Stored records
━━━━━━━━━━━━━━━━━━━━━━━━━━━━━━

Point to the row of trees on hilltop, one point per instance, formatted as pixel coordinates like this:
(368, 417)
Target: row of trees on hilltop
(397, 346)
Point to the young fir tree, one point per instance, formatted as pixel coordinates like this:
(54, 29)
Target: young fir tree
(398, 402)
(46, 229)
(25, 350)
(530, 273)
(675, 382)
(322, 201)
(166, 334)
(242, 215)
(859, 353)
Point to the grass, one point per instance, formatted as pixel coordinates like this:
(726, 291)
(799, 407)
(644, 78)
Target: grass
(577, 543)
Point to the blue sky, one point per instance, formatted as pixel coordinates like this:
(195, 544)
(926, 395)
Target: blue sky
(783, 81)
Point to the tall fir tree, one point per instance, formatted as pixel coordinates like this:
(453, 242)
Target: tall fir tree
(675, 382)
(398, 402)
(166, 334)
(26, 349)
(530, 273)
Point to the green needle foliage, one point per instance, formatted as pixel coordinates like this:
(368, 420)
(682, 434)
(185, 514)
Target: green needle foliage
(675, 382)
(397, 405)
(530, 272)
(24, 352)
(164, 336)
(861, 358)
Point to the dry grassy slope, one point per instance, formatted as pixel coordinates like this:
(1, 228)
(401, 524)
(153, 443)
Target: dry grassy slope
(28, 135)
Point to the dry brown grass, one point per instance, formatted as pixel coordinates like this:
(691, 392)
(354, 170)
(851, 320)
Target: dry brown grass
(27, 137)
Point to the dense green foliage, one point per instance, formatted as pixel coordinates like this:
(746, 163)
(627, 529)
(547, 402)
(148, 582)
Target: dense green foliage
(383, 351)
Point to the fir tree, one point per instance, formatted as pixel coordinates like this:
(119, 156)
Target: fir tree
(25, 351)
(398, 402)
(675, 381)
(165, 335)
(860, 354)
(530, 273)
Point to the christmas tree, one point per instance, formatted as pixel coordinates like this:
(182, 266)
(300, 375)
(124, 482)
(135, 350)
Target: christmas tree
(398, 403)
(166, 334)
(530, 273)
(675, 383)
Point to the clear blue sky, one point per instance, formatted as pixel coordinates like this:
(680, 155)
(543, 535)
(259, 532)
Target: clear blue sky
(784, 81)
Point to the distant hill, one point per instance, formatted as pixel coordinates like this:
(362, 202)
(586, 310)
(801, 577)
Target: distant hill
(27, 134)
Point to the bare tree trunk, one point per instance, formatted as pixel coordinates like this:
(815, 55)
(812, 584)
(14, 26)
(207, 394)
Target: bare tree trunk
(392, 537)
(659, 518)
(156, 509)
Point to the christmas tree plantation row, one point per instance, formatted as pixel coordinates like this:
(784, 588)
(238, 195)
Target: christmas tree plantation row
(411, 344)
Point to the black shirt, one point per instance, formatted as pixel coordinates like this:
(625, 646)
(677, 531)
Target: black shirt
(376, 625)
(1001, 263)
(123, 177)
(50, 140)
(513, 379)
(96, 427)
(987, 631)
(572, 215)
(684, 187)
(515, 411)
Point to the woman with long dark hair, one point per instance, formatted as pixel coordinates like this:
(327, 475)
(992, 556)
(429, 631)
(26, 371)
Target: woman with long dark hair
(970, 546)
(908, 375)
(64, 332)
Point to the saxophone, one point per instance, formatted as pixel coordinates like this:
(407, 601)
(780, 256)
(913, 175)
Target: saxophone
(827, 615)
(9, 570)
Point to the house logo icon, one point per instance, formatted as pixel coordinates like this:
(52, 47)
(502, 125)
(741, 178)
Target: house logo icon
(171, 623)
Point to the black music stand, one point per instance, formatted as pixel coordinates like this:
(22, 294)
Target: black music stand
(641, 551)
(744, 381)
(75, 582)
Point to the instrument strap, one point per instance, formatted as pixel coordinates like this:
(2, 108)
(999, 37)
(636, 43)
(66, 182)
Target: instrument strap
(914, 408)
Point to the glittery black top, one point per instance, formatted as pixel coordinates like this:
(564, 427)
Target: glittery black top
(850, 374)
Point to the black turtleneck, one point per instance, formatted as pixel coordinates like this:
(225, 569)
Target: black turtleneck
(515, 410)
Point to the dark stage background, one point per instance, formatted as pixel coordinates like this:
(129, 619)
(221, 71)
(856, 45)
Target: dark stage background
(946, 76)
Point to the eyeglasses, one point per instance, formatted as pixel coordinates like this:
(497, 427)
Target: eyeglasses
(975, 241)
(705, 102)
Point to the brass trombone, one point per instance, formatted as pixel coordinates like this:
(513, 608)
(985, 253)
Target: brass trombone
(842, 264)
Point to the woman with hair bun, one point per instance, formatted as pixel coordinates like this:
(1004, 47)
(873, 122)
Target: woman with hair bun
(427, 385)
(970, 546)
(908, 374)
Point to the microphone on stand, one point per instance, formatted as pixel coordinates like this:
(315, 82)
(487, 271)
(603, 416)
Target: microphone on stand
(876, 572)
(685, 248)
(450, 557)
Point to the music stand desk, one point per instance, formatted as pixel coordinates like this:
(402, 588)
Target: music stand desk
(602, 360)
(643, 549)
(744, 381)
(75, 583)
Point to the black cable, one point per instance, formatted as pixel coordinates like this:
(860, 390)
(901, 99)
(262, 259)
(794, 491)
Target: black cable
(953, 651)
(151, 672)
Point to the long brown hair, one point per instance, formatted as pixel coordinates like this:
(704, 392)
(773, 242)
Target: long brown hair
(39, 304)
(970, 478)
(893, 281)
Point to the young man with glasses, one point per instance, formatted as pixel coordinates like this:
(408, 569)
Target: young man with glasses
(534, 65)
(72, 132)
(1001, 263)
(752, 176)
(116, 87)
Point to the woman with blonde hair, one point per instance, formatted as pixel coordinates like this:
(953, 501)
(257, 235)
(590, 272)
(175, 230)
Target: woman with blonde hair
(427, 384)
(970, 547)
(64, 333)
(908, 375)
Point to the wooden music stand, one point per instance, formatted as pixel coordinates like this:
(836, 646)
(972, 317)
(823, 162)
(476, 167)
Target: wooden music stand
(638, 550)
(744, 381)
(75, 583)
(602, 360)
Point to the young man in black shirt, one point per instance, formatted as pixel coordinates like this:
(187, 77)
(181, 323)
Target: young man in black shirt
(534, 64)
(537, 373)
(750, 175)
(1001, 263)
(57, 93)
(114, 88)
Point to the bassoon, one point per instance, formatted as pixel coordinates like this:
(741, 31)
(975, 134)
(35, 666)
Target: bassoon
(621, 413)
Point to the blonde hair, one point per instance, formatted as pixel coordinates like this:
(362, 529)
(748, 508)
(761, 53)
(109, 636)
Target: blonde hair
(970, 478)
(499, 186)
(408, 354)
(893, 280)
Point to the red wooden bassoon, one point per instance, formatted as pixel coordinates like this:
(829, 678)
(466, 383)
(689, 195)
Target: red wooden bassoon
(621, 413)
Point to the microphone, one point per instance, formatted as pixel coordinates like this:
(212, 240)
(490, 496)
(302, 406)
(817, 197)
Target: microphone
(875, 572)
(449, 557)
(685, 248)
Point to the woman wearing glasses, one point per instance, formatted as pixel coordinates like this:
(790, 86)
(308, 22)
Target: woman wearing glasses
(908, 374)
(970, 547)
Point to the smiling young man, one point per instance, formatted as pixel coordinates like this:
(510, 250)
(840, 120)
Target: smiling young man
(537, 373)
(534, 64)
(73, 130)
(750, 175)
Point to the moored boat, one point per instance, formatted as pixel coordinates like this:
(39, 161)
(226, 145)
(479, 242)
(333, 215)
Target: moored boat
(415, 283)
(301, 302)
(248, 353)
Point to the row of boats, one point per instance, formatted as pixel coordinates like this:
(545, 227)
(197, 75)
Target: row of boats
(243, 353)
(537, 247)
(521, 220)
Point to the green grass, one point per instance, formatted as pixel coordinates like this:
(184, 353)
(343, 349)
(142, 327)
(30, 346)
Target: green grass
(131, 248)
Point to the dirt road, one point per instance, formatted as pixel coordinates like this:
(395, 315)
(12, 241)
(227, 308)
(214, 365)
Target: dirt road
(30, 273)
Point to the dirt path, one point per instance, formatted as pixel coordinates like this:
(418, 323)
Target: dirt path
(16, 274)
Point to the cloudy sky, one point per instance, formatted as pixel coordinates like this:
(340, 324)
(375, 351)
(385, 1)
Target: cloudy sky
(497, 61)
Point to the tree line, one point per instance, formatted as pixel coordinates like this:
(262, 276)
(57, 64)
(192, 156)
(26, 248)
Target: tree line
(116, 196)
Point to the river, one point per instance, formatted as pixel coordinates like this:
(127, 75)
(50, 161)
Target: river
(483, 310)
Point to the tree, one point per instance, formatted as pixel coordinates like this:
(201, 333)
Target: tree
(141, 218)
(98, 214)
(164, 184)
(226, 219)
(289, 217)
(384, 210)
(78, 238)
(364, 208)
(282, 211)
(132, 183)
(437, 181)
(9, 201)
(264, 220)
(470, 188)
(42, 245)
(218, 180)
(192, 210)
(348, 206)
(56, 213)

━━━━━━━━━━━━━━━━━━━━━━━━━━━━━━

» What you have to do:
Repeat only what runs from the line holding "Target: river" to the end of the data, keeping every line exactly as written, first and last included.

» Output of the task:
Target: river
(483, 310)
Point to the tree, one point per instance, formatted as pixel coordinates like this:
(201, 333)
Target: tree
(141, 218)
(98, 214)
(164, 184)
(226, 219)
(289, 217)
(384, 210)
(78, 238)
(364, 208)
(282, 211)
(132, 183)
(437, 181)
(9, 201)
(264, 220)
(470, 188)
(42, 245)
(218, 180)
(192, 210)
(348, 206)
(56, 213)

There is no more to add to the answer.